The records -
# # #

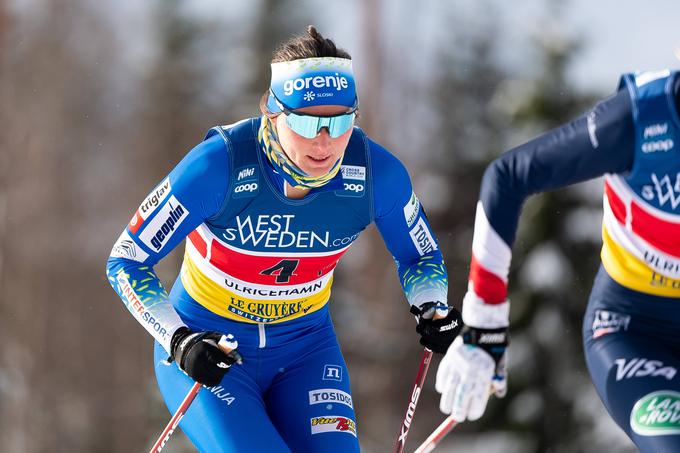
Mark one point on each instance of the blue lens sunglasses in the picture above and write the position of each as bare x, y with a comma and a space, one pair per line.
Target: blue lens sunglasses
309, 126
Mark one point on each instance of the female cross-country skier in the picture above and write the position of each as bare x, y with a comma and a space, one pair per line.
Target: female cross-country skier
268, 206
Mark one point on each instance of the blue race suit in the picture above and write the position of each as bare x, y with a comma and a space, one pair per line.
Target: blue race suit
631, 326
260, 266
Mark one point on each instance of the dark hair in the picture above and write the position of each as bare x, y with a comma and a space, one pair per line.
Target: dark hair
311, 45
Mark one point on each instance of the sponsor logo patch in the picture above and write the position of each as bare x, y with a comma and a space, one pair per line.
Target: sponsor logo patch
157, 233
664, 190
301, 83
353, 172
354, 181
247, 182
641, 367
333, 423
332, 373
137, 308
657, 414
221, 394
411, 209
274, 231
608, 322
323, 396
149, 205
125, 247
422, 239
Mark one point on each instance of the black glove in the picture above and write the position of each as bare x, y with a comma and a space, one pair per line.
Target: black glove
495, 342
437, 334
198, 355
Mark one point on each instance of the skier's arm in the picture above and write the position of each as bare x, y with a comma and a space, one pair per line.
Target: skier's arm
193, 192
402, 222
598, 142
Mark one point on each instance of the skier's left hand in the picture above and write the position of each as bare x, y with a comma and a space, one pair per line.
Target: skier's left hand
438, 325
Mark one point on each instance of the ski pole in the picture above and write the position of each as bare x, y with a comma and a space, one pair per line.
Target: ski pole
437, 435
174, 421
228, 345
415, 395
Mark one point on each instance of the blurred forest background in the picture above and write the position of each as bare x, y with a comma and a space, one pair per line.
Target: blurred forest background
99, 100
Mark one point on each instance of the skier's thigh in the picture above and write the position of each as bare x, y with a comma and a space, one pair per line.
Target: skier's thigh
637, 380
311, 405
230, 417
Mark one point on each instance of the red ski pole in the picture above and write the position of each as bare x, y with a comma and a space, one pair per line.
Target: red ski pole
437, 435
227, 345
174, 421
415, 395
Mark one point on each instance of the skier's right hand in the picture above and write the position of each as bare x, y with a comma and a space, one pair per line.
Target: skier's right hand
204, 356
472, 370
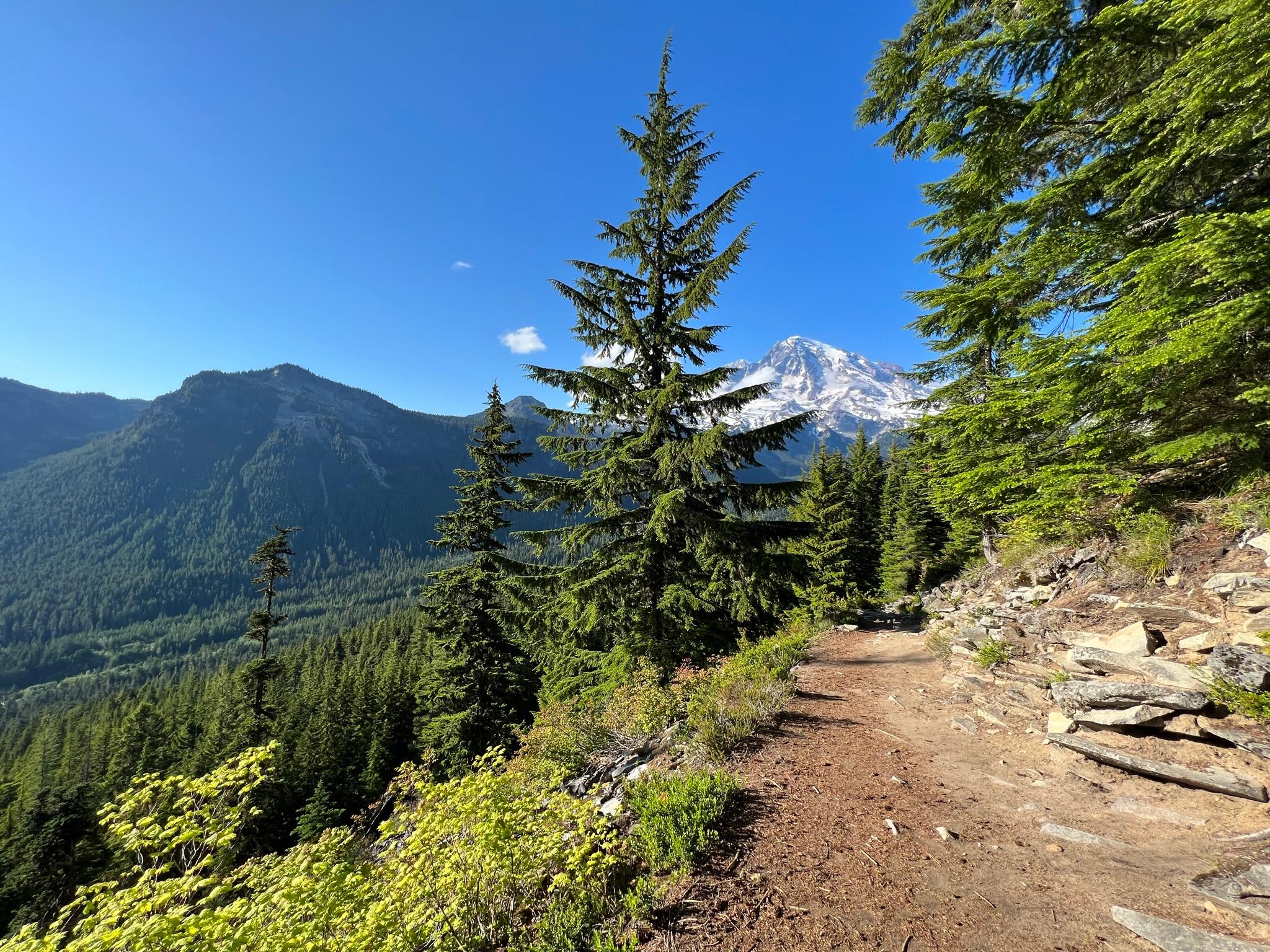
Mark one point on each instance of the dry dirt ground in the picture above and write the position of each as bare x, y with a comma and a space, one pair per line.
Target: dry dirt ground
812, 863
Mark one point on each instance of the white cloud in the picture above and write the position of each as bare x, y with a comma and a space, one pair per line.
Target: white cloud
609, 358
523, 340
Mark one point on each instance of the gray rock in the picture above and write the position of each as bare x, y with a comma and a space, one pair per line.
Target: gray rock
1162, 614
1242, 739
1147, 811
1212, 778
1245, 667
1157, 669
1073, 835
1226, 583
1078, 696
1123, 716
1173, 937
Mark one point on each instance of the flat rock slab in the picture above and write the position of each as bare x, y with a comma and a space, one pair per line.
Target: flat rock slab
1156, 669
1245, 667
1173, 937
1073, 835
1254, 744
1124, 716
1213, 778
1162, 614
1076, 696
1156, 814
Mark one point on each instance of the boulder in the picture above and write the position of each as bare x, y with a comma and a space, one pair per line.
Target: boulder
1256, 744
1245, 667
1081, 696
1135, 640
1156, 669
1173, 937
1250, 598
1203, 641
1123, 716
1260, 541
1059, 723
1162, 614
1226, 583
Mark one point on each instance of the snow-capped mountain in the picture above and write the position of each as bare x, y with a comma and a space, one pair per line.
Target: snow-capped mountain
845, 389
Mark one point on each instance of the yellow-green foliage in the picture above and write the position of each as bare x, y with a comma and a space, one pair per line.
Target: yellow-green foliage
746, 692
178, 829
990, 653
499, 858
1250, 703
678, 816
1146, 546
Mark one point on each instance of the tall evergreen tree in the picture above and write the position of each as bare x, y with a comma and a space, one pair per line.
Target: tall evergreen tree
865, 477
825, 505
273, 557
1099, 322
479, 683
671, 559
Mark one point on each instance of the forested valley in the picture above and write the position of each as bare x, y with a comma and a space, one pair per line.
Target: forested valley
1100, 345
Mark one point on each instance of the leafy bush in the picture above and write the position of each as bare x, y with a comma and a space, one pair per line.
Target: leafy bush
678, 816
991, 651
746, 692
1250, 703
1146, 546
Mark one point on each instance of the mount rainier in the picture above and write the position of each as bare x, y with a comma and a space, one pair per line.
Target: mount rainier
845, 389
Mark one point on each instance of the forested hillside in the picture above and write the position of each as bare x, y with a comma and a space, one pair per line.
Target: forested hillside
1101, 366
36, 423
126, 558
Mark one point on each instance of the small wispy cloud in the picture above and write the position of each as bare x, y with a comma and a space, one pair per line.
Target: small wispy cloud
606, 358
523, 340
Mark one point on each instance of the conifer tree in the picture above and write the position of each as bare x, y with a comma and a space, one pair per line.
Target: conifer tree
478, 684
1098, 322
913, 531
671, 559
273, 557
865, 477
825, 505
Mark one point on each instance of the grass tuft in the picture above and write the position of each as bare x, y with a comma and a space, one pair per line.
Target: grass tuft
990, 653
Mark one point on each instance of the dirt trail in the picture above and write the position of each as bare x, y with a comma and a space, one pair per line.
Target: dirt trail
870, 738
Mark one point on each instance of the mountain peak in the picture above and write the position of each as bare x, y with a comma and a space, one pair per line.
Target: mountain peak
845, 389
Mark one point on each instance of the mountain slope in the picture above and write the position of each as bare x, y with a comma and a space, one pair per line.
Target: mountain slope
131, 551
36, 421
845, 389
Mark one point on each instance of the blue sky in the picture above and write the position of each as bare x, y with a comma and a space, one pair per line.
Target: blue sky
233, 186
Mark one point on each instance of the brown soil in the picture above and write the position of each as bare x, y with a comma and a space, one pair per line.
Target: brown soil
813, 866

# # #

What is required - Exactly repeat the lines from the line that contains "Mark one point on each instance of the dirt" to the end of the entries, both included, and leave out all other lines.

Response to this task -
Mark one point on each instance of the dirt trail in the picture above and write the position of each as bare x, y with a comma and a space, one pair per line.
Target: dirt trail
870, 738
Mark one point on each instance of the mountain peak in the picture above and write the position of each as bare x, y with a comma and a space, one pair per line.
Target: mountain peak
845, 389
Mark one point on each instance of the mountain slope in the picture above and write the position of each as bare x, y with a comma and a space, one pair per line.
Target: mountain slope
131, 551
36, 421
845, 389
Mark one point on each instance of the blue sky in the picture above and write the position of each as bare x, y with a comma and a space, one pair per line.
Target: blue sky
233, 186
Mark one point on each instance of the brown soil in the picture above and write the position of each as bare x, y with a comma and a space, one pair per line.
Target: brown soil
813, 866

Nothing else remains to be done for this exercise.